++++ THE RECORDS

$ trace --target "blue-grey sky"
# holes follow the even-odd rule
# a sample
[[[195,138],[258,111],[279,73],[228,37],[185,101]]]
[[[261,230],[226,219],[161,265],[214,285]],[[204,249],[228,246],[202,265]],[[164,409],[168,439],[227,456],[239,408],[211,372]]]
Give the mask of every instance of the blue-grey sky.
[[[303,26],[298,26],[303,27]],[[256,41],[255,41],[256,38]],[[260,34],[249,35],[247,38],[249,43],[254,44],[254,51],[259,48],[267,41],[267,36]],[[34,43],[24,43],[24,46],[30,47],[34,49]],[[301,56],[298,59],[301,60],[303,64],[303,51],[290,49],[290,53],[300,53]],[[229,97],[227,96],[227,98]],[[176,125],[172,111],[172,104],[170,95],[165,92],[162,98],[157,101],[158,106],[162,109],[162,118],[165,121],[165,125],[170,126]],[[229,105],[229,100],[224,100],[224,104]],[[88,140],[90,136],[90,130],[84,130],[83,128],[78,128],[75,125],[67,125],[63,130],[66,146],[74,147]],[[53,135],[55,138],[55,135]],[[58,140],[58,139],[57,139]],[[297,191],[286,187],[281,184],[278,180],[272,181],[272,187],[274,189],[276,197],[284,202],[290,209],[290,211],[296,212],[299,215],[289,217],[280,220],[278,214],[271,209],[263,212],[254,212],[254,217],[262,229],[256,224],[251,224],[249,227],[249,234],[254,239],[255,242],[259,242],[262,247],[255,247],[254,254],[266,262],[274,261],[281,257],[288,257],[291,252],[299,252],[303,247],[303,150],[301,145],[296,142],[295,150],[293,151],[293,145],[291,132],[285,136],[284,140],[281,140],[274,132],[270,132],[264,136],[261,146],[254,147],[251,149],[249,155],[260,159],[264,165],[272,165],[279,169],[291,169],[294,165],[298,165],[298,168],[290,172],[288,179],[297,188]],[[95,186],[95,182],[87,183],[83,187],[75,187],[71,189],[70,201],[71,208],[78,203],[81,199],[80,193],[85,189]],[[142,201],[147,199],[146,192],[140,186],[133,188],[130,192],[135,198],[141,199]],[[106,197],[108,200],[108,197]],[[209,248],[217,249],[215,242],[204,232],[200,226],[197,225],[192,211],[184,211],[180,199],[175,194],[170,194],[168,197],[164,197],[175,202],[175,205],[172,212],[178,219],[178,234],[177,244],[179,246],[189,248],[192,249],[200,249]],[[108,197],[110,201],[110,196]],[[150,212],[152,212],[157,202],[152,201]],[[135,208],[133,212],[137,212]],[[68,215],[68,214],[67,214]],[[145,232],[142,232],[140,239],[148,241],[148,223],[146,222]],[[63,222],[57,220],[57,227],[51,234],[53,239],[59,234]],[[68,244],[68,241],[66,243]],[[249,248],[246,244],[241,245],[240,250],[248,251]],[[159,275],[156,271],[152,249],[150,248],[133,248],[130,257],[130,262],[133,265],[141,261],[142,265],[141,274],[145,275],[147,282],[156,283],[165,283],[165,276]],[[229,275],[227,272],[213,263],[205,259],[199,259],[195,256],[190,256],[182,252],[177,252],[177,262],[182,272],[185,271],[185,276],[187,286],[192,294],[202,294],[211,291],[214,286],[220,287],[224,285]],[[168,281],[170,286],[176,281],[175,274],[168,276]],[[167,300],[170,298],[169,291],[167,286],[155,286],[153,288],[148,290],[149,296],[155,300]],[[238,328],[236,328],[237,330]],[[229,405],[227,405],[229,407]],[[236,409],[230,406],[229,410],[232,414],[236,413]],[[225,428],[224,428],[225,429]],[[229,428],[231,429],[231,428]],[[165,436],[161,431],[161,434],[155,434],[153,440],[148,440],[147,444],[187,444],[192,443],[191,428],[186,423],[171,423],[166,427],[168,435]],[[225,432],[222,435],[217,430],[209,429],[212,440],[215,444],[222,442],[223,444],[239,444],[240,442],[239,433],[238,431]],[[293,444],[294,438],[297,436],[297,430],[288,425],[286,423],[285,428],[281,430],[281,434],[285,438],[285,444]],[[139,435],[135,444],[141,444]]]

++++++++
++++ THE RECORDS

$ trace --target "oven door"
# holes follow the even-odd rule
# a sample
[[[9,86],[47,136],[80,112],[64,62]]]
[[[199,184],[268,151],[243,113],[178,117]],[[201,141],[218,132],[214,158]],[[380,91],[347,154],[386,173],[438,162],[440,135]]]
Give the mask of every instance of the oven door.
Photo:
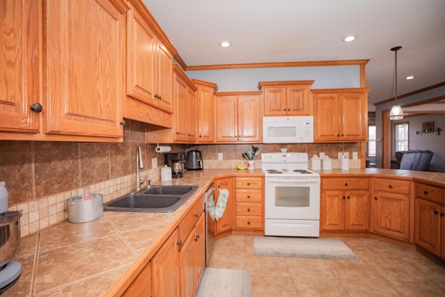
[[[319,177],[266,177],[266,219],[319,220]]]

++++++++
++++ THE RECORDS

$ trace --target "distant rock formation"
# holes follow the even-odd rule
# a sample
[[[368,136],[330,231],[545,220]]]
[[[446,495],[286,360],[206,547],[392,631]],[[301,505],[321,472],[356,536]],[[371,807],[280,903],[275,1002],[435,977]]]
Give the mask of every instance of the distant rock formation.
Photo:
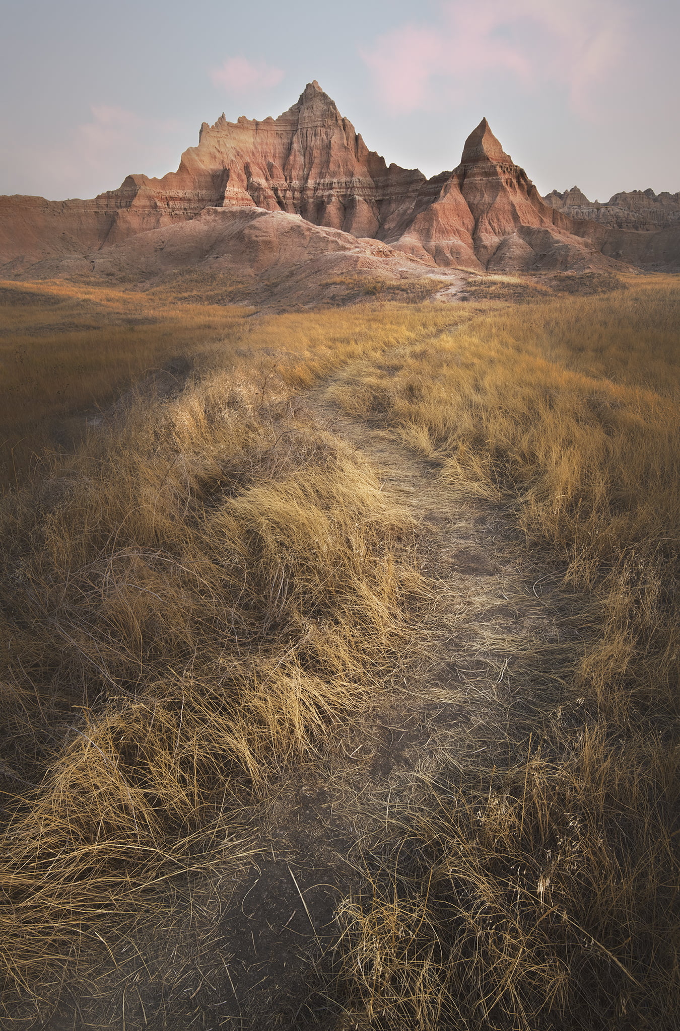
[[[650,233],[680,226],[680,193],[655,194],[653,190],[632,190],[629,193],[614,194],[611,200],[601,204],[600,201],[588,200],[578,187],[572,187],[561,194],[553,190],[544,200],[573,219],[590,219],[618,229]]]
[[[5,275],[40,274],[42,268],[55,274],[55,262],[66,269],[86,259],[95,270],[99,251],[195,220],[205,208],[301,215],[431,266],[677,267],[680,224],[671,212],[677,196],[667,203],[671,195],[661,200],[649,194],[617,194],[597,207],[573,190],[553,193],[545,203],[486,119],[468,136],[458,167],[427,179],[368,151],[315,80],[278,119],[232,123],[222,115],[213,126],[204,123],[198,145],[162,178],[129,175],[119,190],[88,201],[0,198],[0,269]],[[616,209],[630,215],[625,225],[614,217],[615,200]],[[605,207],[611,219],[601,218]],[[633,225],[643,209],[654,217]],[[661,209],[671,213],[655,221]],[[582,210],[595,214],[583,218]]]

++++++++

→ WHAT THE TASK REQUIRES
Which lines in the material contain the string "formation", matching uppercase and lowercase exactly? Copy each of those lines in full.

→ FINAL RESULT
$ trace --target "distant rock formation"
Give the mask of every instance of the distant rock formation.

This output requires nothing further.